[Records]

-*-*-

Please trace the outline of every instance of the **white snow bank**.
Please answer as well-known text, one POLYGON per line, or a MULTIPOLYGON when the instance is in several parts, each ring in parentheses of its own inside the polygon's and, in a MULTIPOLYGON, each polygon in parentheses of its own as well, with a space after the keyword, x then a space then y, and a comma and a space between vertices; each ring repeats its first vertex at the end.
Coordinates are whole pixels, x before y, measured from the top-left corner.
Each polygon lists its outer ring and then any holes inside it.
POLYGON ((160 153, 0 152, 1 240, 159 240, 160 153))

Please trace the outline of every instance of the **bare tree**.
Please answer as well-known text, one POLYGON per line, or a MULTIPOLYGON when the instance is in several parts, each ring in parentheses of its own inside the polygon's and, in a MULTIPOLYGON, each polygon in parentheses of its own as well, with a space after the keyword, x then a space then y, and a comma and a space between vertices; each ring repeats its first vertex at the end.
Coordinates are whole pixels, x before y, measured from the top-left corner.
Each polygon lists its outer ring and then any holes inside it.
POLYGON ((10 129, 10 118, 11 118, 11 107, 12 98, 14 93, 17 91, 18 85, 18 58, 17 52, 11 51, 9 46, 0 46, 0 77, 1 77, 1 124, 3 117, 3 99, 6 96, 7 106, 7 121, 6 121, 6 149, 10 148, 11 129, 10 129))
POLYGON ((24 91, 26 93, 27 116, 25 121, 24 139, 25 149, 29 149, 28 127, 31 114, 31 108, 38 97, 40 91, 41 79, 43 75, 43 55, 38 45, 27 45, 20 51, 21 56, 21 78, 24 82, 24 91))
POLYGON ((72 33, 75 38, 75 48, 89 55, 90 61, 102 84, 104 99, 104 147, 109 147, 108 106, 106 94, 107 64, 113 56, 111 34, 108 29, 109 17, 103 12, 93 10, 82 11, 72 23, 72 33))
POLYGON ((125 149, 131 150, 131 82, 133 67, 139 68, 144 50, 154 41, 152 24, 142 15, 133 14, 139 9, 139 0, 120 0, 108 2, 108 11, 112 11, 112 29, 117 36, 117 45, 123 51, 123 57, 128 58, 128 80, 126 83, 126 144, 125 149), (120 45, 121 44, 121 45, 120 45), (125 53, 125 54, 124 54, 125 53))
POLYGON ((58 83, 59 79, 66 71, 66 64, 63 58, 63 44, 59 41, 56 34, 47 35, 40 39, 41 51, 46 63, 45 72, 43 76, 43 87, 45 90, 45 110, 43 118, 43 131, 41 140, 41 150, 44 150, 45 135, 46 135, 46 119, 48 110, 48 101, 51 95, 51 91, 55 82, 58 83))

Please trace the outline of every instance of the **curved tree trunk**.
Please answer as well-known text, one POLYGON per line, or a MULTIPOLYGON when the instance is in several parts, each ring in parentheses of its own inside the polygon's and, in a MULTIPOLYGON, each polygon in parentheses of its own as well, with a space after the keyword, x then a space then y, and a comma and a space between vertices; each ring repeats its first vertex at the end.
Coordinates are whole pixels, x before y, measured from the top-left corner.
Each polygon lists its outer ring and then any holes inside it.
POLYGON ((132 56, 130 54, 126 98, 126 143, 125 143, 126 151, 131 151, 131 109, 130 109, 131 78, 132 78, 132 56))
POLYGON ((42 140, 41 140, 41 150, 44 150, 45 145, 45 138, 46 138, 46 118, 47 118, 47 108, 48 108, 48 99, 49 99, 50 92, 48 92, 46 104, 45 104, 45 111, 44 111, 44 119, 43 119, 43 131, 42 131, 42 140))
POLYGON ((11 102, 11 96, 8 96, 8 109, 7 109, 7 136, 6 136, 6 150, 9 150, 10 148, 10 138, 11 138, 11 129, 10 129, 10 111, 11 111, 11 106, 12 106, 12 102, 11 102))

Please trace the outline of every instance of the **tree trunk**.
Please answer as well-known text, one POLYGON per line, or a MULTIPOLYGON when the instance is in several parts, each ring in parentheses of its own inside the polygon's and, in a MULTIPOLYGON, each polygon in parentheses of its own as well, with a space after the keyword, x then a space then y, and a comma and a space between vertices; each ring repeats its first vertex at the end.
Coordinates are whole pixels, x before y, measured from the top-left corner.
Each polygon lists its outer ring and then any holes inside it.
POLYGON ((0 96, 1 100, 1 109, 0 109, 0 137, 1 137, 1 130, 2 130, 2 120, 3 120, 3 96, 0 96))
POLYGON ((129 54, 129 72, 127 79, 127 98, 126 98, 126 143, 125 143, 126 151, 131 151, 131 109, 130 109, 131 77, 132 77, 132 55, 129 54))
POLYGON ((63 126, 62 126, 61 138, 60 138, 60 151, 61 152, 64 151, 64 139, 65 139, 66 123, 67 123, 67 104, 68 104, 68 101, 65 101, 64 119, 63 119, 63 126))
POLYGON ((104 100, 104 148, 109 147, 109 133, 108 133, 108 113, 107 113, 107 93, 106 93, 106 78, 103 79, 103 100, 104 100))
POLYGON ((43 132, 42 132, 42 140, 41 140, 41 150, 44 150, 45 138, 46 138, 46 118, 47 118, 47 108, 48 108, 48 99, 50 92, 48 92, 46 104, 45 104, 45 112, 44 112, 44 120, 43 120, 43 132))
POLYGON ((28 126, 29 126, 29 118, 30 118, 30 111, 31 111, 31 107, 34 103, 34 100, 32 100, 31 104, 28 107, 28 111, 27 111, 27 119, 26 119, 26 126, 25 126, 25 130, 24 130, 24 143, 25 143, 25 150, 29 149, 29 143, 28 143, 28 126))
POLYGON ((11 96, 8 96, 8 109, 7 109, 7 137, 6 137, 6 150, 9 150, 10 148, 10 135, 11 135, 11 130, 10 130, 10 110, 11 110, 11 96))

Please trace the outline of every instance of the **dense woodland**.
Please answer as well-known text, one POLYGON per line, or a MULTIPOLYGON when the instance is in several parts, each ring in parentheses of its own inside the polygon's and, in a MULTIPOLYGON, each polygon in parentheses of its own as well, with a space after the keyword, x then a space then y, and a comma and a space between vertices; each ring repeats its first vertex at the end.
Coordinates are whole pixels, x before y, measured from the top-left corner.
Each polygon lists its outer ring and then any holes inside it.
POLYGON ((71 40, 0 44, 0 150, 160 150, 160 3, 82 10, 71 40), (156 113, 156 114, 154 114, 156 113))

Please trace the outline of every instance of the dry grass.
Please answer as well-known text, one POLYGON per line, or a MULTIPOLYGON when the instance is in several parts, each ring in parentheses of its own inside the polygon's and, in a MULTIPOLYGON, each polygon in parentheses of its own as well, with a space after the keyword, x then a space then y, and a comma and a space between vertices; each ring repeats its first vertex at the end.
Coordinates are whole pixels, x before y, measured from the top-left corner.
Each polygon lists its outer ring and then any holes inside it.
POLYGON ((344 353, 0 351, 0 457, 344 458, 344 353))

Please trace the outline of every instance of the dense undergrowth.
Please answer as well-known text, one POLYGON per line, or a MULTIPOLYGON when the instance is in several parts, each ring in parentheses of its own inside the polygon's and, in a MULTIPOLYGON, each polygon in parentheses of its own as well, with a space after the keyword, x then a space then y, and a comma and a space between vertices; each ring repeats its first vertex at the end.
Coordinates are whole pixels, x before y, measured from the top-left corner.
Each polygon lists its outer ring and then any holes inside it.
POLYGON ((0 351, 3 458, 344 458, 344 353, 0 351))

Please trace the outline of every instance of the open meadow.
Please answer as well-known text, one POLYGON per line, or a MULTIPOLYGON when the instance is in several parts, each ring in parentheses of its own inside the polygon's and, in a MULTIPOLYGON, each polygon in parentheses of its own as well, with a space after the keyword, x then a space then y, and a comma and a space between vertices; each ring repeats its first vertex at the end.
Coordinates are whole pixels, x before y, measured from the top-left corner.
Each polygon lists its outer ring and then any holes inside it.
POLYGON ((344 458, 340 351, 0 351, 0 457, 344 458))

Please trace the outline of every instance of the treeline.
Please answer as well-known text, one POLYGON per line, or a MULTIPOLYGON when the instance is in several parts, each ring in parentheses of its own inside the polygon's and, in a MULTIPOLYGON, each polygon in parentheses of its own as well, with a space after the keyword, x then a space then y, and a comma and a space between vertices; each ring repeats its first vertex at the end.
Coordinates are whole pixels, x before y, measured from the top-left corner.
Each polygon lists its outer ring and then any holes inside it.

-*-*-

● **WHAT IS EXPECTED**
Rewrite the entries starting at the line containing "Please trace the outline of every instance of the treeline." and ending at the final line, substituting "exterior ring" for "outer ring" and leaving everything else unchanged.

● **PROBLEM SOLUTION**
Please trace the outline of every instance of the treeline.
Please answer as well-known text, one POLYGON per line, or a MULTIPOLYGON when the instance is in several parts, each ring in parentheses of its own inside the polygon's and, in a MULTIPOLYGON, each polygon in parentheses of its own as well, with a space after the keyword, x then a space then y, and a comma and a space between vertices; each ring repeats its first vertex at the end.
Coordinates are whole pixels, x before y, measured from the top-left corner.
Each polygon lists its exterior ring and then any holes inside it.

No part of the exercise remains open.